ACTION ITEM: All of the entries must be duplicated exactly.

DATA FOR THIS EXERCISE:
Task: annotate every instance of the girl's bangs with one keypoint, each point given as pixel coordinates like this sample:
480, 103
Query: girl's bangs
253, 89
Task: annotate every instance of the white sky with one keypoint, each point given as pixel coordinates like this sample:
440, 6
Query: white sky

TASK RESULT:
Task: annotate every instance of the girl's bangs with one keypoint, each point given as pixel coordinates like this sample:
480, 103
Query: girl's bangs
253, 89
Task: annotate every instance of the white sky with one keypoint, each point given as pixel coordinates like this sample:
440, 6
Query: white sky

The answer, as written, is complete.